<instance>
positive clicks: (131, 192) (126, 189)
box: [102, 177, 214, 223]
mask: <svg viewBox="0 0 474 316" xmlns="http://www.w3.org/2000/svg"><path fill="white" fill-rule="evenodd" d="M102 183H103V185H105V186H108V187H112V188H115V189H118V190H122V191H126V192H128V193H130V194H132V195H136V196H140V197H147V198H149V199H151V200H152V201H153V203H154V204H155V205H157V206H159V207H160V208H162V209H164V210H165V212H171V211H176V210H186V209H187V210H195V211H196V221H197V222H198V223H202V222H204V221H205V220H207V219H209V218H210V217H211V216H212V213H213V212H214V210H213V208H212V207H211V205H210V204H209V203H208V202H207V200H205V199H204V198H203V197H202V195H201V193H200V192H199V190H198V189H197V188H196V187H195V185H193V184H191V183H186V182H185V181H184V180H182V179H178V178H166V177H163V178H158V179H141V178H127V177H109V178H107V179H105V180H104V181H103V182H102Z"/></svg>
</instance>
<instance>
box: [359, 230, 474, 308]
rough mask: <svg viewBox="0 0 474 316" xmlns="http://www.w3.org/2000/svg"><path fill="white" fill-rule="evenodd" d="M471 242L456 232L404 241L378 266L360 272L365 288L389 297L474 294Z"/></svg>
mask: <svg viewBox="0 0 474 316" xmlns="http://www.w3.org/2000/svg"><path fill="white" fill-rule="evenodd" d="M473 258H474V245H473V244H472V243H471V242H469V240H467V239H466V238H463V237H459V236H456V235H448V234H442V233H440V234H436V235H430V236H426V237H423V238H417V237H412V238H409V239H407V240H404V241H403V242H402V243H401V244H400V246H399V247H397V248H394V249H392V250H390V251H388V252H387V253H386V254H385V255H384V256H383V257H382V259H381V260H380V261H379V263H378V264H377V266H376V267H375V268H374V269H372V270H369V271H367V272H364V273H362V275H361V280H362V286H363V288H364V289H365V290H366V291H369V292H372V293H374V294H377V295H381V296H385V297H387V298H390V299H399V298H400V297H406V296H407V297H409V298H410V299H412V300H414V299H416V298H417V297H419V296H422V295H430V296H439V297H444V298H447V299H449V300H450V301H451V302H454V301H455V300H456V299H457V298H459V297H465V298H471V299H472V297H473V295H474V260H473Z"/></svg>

________

Output the material above exactly, but only from the line that carries "positive clicks: (131, 192) (126, 189)" through the line that carries "box: [359, 230, 474, 308]".

positive clicks: (131, 192) (126, 189)
box: [102, 177, 214, 223]
mask: <svg viewBox="0 0 474 316" xmlns="http://www.w3.org/2000/svg"><path fill="white" fill-rule="evenodd" d="M102 183H103V185H105V186H108V187H112V188H115V189H118V190H122V191H126V192H128V193H130V194H132V195H136V196H140V197H147V198H149V199H151V200H152V201H153V203H154V204H155V205H157V206H159V207H160V208H162V209H164V210H165V212H171V211H176V210H186V209H187V210H195V211H196V221H197V222H198V223H202V222H204V221H205V220H207V219H209V218H210V217H211V216H212V213H213V212H214V210H213V208H212V207H211V205H210V204H209V203H208V202H207V200H205V199H204V198H203V197H202V195H201V193H200V192H199V190H198V189H197V188H196V187H195V185H193V184H191V183H186V182H185V181H184V180H182V179H178V178H166V177H163V178H158V179H141V178H127V177H109V178H107V179H105V180H104V181H103V182H102Z"/></svg>
</instance>
<instance>
box: [359, 230, 474, 308]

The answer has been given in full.